== Segment start ==

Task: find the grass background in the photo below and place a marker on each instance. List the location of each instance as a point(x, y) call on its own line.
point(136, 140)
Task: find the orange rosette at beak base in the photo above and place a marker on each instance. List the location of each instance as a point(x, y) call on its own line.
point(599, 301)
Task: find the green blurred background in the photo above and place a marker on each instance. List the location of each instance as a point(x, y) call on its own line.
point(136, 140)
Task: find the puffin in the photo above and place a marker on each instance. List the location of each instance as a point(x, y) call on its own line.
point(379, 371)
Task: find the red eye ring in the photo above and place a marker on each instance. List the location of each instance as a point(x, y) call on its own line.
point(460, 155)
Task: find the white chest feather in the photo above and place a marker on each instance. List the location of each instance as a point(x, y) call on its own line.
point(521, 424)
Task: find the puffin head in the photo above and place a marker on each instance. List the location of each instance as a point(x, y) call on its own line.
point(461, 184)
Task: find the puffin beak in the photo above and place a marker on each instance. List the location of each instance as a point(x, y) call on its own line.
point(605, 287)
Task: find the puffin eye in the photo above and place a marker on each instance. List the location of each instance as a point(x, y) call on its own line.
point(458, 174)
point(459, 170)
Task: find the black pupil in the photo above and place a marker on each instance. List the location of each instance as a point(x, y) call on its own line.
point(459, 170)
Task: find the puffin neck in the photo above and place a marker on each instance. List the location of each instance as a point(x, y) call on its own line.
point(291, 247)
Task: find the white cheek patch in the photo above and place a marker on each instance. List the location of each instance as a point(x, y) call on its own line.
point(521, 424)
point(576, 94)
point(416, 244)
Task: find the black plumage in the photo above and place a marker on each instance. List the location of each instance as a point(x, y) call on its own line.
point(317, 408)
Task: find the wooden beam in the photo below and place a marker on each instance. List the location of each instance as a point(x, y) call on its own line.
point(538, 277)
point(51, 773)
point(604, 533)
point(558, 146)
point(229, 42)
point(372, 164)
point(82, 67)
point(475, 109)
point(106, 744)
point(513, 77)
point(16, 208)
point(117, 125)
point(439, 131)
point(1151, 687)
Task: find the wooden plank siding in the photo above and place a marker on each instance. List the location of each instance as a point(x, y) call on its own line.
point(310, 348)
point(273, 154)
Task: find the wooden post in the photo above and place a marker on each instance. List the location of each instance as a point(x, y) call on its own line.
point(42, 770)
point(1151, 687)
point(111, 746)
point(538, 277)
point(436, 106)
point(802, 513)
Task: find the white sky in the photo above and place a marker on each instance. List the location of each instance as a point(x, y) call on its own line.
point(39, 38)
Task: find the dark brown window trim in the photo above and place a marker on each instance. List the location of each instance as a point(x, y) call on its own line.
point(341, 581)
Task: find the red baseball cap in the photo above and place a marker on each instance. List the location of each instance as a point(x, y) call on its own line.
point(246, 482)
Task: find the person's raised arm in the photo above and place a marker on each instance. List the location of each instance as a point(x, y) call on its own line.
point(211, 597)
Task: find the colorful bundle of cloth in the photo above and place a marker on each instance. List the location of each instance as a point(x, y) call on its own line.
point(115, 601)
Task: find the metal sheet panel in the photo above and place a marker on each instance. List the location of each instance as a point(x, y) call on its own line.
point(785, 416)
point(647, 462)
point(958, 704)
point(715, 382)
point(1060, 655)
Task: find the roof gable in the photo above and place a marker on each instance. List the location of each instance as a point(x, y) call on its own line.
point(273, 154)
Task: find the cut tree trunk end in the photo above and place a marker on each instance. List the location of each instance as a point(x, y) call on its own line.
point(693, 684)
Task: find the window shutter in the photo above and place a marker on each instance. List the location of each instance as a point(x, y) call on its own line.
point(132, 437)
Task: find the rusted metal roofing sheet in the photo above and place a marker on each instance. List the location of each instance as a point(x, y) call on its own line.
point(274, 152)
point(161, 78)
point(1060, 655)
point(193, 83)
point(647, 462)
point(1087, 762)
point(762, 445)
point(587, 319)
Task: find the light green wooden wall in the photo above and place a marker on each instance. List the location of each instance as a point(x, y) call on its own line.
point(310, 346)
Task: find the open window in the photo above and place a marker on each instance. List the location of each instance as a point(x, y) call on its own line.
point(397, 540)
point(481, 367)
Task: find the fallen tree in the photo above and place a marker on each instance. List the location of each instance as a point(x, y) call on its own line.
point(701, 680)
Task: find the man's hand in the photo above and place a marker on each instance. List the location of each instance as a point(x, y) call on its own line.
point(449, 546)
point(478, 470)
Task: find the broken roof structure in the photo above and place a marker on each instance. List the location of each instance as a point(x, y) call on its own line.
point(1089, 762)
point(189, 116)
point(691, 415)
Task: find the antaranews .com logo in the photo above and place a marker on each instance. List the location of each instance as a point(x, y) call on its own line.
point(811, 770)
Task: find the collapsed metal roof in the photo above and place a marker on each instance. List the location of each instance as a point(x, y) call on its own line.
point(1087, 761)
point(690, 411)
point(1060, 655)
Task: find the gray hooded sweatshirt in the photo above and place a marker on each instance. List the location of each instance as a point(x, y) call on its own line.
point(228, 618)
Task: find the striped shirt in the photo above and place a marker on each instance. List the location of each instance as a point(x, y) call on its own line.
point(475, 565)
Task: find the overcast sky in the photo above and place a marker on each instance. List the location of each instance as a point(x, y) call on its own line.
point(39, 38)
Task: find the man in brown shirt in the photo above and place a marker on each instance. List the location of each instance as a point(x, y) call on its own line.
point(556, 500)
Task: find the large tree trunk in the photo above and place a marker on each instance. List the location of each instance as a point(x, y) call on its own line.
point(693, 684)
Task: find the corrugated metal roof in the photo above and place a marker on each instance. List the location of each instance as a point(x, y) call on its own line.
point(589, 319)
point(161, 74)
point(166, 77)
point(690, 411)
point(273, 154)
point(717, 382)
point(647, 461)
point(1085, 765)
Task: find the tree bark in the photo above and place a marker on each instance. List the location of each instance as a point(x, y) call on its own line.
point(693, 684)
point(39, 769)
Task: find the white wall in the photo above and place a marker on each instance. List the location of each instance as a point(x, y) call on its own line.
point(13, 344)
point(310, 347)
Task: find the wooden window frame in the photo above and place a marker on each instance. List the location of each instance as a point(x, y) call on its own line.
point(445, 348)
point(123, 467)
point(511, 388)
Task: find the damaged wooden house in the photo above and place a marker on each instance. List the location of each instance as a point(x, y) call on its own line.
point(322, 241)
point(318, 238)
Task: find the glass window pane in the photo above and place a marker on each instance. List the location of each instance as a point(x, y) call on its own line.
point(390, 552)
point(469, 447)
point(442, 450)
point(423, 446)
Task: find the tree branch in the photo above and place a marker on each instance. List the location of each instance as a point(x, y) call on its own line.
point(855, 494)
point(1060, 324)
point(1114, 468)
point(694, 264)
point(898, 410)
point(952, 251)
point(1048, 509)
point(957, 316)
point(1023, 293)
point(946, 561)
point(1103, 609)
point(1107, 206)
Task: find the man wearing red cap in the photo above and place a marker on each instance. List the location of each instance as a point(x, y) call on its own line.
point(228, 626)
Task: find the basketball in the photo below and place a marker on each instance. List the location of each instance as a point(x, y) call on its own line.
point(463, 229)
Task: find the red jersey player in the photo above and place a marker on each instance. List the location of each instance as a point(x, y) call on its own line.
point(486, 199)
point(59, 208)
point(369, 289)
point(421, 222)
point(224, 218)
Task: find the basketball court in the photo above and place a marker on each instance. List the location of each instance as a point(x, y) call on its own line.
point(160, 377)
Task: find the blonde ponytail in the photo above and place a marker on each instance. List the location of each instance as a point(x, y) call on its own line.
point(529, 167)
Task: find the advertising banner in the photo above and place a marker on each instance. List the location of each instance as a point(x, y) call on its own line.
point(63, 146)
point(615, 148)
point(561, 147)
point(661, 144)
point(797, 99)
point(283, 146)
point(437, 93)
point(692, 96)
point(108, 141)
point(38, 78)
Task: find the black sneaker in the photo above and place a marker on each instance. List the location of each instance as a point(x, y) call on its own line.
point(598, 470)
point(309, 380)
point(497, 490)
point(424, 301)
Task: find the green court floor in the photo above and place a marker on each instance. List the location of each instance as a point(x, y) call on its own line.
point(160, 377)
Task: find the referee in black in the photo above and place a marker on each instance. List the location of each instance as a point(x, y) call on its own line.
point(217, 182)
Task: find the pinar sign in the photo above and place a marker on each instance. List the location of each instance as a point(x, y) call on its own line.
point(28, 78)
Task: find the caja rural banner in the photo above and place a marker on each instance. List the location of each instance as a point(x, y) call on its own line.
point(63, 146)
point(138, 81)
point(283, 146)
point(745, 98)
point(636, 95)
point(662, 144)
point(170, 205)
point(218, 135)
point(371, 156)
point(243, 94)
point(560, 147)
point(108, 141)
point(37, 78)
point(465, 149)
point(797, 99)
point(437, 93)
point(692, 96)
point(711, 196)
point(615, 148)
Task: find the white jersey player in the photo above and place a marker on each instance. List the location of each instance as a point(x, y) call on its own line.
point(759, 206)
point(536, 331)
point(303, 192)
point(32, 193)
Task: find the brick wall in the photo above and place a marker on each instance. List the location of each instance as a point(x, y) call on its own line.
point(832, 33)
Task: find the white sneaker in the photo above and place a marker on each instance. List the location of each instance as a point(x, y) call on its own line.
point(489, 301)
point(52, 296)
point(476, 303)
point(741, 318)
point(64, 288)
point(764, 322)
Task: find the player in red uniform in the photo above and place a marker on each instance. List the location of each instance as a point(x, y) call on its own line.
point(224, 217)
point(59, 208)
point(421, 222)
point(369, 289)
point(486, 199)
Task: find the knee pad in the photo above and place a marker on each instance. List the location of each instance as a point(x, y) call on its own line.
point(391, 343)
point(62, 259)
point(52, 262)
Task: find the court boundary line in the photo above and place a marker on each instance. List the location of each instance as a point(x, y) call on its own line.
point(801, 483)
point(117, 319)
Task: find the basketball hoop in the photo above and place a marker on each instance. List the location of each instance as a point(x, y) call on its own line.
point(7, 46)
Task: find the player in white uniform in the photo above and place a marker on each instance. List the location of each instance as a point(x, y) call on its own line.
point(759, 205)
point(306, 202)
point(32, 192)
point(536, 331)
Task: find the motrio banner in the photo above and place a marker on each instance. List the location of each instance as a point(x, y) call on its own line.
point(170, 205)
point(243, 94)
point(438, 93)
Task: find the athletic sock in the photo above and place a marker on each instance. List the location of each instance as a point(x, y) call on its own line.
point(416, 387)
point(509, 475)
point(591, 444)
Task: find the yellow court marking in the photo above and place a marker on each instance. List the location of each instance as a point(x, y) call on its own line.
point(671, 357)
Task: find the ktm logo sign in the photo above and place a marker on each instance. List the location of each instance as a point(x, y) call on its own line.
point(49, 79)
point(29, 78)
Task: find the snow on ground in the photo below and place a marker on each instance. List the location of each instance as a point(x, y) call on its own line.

== Segment end ==

*Exercise description:* Your reply should consist only of the lines running from the line with "Task: find the court" to the end of the listing, retyped exactly.

*Solution below:*
Task: find the court boundary line in the photo above and place a marker on each instance. List the location of each instance as a point(x, y) call on its own line.
point(801, 483)
point(117, 319)
Task: find the basketball hoop in the photo above and place a marker on each instance. List the location of each instance as a point(x, y) call on its own line.
point(7, 46)
Task: find the player in white uniform in the photo above and place a marker on each instance. List the location of each instance as a point(x, y) call on its own line.
point(759, 205)
point(306, 202)
point(32, 192)
point(536, 331)
Task: find the motrio banner in the photo above and place a marker on each instance. List the location of each instance as a point(x, y) call on its own line.
point(170, 205)
point(243, 94)
point(438, 93)
Task: find the athletic sock in the photo above and place a marker on each instance. List the location of each instance as a point(x, y) call on its own line.
point(416, 387)
point(509, 475)
point(591, 444)
Task: find the yellow court marking in the photo above and place a marker on each instance. List the location of each instance as a point(x, y) call on its own line.
point(671, 357)
Task: find the ktm logo sign in the photo above and place a marker on each instance. List the location of each instance as a point(x, y) call on its own line.
point(49, 79)
point(29, 78)
Task: find the snow on ground in the photo below and place a marker on each instance. List the location of each instance as a point(x, y) call on its own line.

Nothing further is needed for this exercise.